[Detection examples]
* * * * *

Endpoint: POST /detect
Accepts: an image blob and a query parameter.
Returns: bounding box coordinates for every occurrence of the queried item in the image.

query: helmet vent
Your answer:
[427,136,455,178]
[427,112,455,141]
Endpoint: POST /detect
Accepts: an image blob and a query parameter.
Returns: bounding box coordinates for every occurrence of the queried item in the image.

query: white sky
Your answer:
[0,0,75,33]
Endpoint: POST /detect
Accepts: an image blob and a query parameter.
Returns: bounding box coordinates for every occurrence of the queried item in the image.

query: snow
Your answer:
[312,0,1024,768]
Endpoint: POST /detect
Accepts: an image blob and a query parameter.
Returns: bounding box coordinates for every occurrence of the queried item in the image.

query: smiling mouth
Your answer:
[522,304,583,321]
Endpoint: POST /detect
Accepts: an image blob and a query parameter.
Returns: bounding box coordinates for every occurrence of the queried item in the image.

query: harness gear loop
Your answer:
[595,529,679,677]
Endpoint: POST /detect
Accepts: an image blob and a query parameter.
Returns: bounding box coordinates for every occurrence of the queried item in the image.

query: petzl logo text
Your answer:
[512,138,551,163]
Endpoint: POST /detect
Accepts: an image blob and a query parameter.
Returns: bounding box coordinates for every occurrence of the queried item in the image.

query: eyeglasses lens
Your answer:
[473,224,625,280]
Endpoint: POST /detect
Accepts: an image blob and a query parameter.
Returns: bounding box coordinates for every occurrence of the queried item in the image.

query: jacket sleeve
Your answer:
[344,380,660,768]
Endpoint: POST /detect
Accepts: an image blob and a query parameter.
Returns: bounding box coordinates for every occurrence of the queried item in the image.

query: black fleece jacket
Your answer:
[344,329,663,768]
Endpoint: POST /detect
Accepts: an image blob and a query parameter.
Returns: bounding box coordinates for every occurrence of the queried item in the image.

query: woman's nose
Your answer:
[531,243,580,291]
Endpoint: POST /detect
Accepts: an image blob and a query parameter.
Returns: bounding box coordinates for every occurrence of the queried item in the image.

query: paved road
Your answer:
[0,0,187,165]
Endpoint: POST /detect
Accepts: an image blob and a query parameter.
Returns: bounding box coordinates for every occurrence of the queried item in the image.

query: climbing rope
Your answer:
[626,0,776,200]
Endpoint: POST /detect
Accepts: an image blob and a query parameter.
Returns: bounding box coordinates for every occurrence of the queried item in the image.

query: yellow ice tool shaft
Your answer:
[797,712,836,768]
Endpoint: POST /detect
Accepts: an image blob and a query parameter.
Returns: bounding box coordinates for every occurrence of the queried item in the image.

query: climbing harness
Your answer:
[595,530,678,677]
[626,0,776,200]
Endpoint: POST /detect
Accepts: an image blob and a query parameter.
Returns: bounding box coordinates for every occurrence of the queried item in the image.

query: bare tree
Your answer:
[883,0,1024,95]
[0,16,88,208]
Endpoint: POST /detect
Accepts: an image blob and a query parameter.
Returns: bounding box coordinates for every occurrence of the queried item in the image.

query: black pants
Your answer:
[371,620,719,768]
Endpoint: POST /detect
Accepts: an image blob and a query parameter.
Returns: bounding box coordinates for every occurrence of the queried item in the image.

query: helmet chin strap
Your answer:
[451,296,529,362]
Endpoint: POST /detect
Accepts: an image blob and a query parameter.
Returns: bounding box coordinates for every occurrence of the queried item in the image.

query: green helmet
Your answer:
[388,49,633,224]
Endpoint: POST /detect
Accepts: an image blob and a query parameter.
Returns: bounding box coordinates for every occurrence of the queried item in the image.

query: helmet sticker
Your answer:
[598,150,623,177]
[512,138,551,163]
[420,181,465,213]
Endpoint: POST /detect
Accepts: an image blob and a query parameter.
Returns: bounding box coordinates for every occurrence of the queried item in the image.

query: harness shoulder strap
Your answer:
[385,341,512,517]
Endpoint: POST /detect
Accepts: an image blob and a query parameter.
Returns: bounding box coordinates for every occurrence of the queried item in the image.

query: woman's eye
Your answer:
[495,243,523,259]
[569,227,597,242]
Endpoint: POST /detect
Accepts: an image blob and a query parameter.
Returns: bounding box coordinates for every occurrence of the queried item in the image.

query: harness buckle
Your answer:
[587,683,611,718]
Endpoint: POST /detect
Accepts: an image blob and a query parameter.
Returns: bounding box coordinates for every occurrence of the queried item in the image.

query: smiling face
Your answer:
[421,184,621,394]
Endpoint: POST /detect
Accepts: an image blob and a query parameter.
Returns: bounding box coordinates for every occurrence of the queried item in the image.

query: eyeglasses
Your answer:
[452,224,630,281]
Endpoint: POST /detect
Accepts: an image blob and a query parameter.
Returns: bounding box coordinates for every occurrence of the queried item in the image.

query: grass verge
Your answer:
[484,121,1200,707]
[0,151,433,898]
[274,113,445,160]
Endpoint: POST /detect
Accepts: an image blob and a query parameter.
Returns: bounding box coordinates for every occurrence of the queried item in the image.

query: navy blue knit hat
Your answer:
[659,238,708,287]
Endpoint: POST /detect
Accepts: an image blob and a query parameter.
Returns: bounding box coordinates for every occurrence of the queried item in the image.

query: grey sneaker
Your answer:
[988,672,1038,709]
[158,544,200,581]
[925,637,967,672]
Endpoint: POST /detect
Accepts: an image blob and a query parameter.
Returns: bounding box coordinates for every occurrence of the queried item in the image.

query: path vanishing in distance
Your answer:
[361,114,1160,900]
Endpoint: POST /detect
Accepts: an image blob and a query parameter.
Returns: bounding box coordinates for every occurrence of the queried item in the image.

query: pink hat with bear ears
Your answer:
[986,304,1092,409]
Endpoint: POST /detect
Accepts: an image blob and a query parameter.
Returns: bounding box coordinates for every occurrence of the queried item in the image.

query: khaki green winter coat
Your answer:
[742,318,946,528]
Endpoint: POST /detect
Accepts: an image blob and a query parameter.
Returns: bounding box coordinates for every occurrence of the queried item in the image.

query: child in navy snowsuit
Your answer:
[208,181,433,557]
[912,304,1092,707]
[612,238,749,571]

* * * * *

▸ **Task directions**: List each line from the records above that contains the string "strap", copying every such line in full.

▸ **Response to the exercise**:
query: helmet chin strap
query: harness shoulder strap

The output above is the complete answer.